## Begin Article

The region has also the power to control the act. By control we do not mean
the approval typical of administrative measures, but a more general activity
consisting in checking the act’s compliance with the course and programme
traced by the same regional institution. In fact, we only wish to mention
here that from the moment the Regional Administration intervenes establishing
principles and guidelines it influences the company act’s very meaning, defining
the extent and quality of the result and hence the difference from a typically
managerial approach. A recent collection of guidelines issued by Regional
Administrations concerning company act drafts highlighted how each region
faces the problem differently. Some have in fact studied extremely detailed
documents, others have instead drafted acts that contain basic rules, referring
details to formal acts to be made at a later date; with these the Health Administration
makes its organizational structure known both inside and before a third party.
Equally significant from a strictly empirical viewpoint are the results of
a study conducted by the Health Economics Research Laboratory, Università
Cattolica del Sacro Cuore, Milan, on Local Health Administration No. 198 A-USL,
to assess the adoption of the company act following the issuing of regional
guidelines and criteria.
The study highlighted how many Regional Administrations are already in step
with regulatory measures while others instead are resorting to the assistance
of special work groups to study a regional course or are acting while reorganizing
regional health services, excessively prolonging the time required1 . The
company act is an act that is adopted with a simple written private agreement
and not with an administrative measure and, as such, cannot be impugned before
an administrative judge.
Ordinary legal remedies can be resorted to against it, in other words an appeal
can be lodged to the ordinary judge if one notices the infringement of an
individual right, of an interest that is believed worthy of being protected
by the legal system. In this paper we must stress some divergences that have
emerged in legislative theory on the company act’s exact juridical “nature”
to better understand the importance and reasoning behind the ter reform. Some
believe that the company act’s juridical nature cannot be willingly traced
back to legal measures already well known in public and private companies.
On the basis of such considerations the company act can in no way form a Health
Administration as the related procedure is regulated in detail by the law,
nor can it be considered a statute and, as such, meant to regulate the activities
of the same structure.
The legislator’s concern was to create an original legal document: an act
of self-government meant to regulate the Health Administration’s organizational
and functional situations, whose value depends on deciding the type of administration
the entrepreneur means to realize. Others instead, in specifying that the
legislator’s intention was to absorb the company act in the articles of partnership
of private companies, whose inside organization the Health Administration
must imitate, however stress the divergences existent between the two acts.
While a private company’s articles of partnership must specify the managers
and legal representatives, a Health Administrations’ company act is not under
this obligation because administrative and representative functions are assigned
by law to the General Manager. Besides, the acquisition of Health Administrations’
legal status is contemplated by law, while in private companies the acquisition
of the same is subject to their registration in the Register of Companies.

## End Article
## Begin Dataset entries

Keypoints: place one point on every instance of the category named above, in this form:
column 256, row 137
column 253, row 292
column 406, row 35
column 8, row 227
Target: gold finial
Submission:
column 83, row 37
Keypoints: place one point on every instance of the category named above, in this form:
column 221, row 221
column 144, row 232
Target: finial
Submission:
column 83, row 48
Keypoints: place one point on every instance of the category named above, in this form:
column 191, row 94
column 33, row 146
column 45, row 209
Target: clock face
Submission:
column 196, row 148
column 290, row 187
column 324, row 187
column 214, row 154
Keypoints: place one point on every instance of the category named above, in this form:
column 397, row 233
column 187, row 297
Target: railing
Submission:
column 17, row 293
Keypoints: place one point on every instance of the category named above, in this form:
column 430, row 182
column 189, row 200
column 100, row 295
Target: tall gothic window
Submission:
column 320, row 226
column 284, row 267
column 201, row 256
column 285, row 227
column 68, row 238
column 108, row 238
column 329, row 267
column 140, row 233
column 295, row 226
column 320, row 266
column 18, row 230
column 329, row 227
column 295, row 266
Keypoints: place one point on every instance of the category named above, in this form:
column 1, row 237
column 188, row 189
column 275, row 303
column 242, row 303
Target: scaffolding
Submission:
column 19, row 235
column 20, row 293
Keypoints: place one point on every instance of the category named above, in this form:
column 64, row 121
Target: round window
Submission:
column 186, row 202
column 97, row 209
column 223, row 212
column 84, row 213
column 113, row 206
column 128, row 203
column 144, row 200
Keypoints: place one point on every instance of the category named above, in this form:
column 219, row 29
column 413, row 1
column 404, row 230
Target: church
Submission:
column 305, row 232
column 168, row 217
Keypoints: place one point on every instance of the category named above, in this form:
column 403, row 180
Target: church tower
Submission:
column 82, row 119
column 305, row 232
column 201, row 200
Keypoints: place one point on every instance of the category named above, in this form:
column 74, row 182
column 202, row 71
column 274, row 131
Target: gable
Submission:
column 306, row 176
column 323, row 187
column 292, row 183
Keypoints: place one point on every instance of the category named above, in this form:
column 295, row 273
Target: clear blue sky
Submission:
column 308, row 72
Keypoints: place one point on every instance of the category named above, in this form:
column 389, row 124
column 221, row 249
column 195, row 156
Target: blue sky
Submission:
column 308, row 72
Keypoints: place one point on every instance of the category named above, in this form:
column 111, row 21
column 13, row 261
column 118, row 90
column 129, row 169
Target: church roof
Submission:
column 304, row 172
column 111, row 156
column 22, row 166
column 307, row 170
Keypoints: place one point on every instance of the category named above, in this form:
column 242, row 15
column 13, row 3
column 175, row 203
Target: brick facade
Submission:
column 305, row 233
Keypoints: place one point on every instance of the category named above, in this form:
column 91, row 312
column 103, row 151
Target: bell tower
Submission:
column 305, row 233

## End Dataset entries

- **Given exercise 1**
Can you rewrite the part of the health administration text that begins at the words "Equally significant from" and stops after "an administrative judge.", swapping "work groups" for "working groups"?
- **Given exercise 2**
Can you repeat the records word for word, beginning at their very first line and stopping after the line that has "column 17, row 293"?

- **Expected answer 1**
Equally significant from a strictly empirical viewpoint are the results of
a study conducted by the Health Economics Research Laboratory, Università
Cattolica del Sacro Cuore, Milan, on Local Health Administration No. 198 A-USL,
to assess the adoption of the company act following the issuing of regional
guidelines and criteria.
The study highlighted how many Regional Administrations are already in step
with regulatory measures while others instead are resorting to the assistance
of special working groups to study a regional course or are acting while reorganizing
regional health services, excessively prolonging the time required1 . The
company act is an act that is adopted with a simple written private agreement
and not with an administrative measure and, as such, cannot be impugned before
an administrative judge.

- **Expected answer 2**
Keypoints: place one point on every instance of the category named above, in this form:
column 256, row 137
column 253, row 292
column 406, row 35
column 8, row 227
Target: gold finial
Submission:
column 83, row 37
Keypoints: place one point on every instance of the category named above, in this form:
column 221, row 221
column 144, row 232
Target: finial
Submission:
column 83, row 48
Keypoints: place one point on every instance of the category named above, in this form:
column 191, row 94
column 33, row 146
column 45, row 209
Target: clock face
Submission:
column 196, row 148
column 290, row 187
column 324, row 187
column 214, row 154
Keypoints: place one point on every instance of the category named above, in this form:
column 397, row 233
column 187, row 297
Target: railing
Submission:
column 17, row 293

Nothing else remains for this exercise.